WHAT YOU HAVE TO DO:
Once you have read the listing, write it all out exactly.

MATERIAL SUPPLIED:
========

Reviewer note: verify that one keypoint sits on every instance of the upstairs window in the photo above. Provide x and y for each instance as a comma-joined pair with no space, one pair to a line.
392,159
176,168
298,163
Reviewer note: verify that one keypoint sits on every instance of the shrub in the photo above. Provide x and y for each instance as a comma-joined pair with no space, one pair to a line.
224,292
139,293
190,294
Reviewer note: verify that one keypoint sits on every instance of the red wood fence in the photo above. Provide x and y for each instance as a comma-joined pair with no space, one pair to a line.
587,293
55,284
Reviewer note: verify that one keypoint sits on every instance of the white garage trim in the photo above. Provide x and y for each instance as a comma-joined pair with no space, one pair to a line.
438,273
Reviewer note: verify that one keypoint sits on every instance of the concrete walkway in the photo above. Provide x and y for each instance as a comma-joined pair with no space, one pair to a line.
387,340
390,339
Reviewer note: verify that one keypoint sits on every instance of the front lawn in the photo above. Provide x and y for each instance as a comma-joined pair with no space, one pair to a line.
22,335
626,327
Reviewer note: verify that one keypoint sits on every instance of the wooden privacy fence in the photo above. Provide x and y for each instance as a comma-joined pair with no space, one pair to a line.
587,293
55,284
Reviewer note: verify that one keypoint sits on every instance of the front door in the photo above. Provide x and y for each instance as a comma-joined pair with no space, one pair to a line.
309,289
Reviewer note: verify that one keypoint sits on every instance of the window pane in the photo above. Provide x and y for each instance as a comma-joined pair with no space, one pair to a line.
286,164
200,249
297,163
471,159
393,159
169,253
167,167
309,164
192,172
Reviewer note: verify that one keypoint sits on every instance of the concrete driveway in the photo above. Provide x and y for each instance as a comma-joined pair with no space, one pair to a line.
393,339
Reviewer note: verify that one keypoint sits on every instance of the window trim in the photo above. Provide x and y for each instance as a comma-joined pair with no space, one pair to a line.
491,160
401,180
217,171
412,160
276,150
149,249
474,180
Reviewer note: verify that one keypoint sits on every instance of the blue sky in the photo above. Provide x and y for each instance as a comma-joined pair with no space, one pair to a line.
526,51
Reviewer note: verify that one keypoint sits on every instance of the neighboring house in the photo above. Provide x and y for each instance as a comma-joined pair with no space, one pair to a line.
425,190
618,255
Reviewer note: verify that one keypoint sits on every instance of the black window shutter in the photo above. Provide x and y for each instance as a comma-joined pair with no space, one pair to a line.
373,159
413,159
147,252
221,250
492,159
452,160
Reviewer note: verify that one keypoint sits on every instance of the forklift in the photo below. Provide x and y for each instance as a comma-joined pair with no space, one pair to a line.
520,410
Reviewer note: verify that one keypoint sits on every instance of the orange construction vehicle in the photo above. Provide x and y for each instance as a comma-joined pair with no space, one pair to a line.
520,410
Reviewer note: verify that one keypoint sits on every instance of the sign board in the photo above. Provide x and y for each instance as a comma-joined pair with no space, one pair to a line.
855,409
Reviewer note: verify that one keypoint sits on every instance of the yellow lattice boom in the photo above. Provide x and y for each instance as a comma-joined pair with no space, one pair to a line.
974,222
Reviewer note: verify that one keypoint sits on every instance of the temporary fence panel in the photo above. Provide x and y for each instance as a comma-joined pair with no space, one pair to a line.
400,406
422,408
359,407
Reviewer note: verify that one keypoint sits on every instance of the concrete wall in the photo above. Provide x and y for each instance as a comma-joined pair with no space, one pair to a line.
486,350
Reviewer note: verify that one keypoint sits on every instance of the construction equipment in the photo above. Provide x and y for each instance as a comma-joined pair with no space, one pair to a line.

========

TASK SOLUTION:
Reviewer note: verify that one keypoint sits on every instance of the upstairs window in the photo above. Provide x and y for each instance as a comma-joined pair with no space, one pair to a line.
392,159
176,168
298,163
Reviewer note: verify that one keypoint sits on every instance of the shrub in the photo above. Provide x and y for each instance as a comma-joined pair with no space, one pair to a line.
224,292
139,293
190,294
Reviewer note: verify that one keypoint sits on every instance of the red wood fence in the photo above. Provide x and y for each instance as a comma-joined pair with no space, one pair to a line.
587,293
55,284
Reviewer note: verify that one keypoint sits on every instance of the white garage trim in the photo above. Provide x and y for each instance as a comma-joined pair with no space, one pair to a line.
438,273
Reviewer note: verify that one keypoint sits on every instance of the concrete walkway in the photo above. Provide x and y for each instance as a comma-joined pair with no space, one pair to a line.
387,340
390,339
Reviewer note: verify that one keypoint sits on every instance of the front lawn in the photo above. Provide x and y for each instance as a comma-joined pair with no space, one pair to a line.
22,335
626,327
Reviewer note: verify that one keypoint sits on every instance of the wooden privacy fence in the photo above. Provide x and y for each instance as a comma-joined pair with no space, one pair to a line.
587,293
55,284
Reviewer note: verify that one keypoint sits on every instance of the front door in the photo above. Provide x and y for each instance as a comma-joined pair with no space, one pair to a line.
309,289
Reviewer note: verify that one keypoint sits on every instance of the window pane in the photo above. Provide x and y for each instance as a comma-joined pair with no space, one pair to a line.
286,164
200,249
297,163
471,159
393,159
169,253
167,167
309,164
192,172
Reviewer note: verify that one keypoint sits on every instance of the concrete driveway in the photo above. Provide x and y for each instance as a comma-joined pair with no space, one pair to a line.
393,339
Reviewer note: verify that one keypoint sits on every instance of the window trim in the photo above. Provide x and y for each instance as a comma-joined pair with no space, one pair to a line.
491,160
401,180
217,171
412,160
276,150
149,249
474,180
Reviewer note: verify that one keypoint sits on every instance of the blue sky in the photo above. Provide x and y for each instance as a comma-joined pair with no space, one pair to a line.
526,51
Reviewer note: verify that one keypoint sits on every instance of the neighboring house in the photo above. Provide x and y for each instance as a comma-joined pair with no space, one pair to a line.
425,190
618,255
Reviewer note: verify that one keypoint sits on every instance of the black window shutter in the photo above. Provide x and y for each instance as a comma-joined pair with no space, one pair to a line.
373,159
413,159
147,252
221,250
492,159
452,160
Reviewer note: verify that one keypoint sits on every instance of the forklift in the photo below. Provide x and y for each instance as a comma-joined pair with no space, one pair to a line.
520,410
Reviewer note: verify that one keypoint sits on every instance of the orange construction vehicle in the photo above. Provide x and y for each instance as a comma-joined pair with no space, one pair to a line.
520,410
Reviewer note: verify that one keypoint sits on every instance of the sign board in the photo above. Provide x and y for each instance as a comma-joined pair with no space, one pair to a line.
855,409
Reviewer note: verify that one keypoint sits on every instance of the yellow lattice boom in the photo above. Provide x and y for each instance as a comma-joined pair with no space, one pair to a line.
974,222
Reviewer note: verify that one keypoint sits on every instance of the temporary fence panel in the photo above. Provide x and y for each instance as a comma-joined pair with no space, one pair to a line.
400,406
422,408
359,407
Reviewer note: verify that one keypoint sits on every instance of the concrete wall in the photo above. Provide x and y for each instance as a comma-joined pair with no space, one pair to a line.
486,350
Reviewer note: verify that one keypoint sits on every instance of the construction equipment in the photo above. Provide x and y for each instance as a comma-joined pair with no space, one pair to a line.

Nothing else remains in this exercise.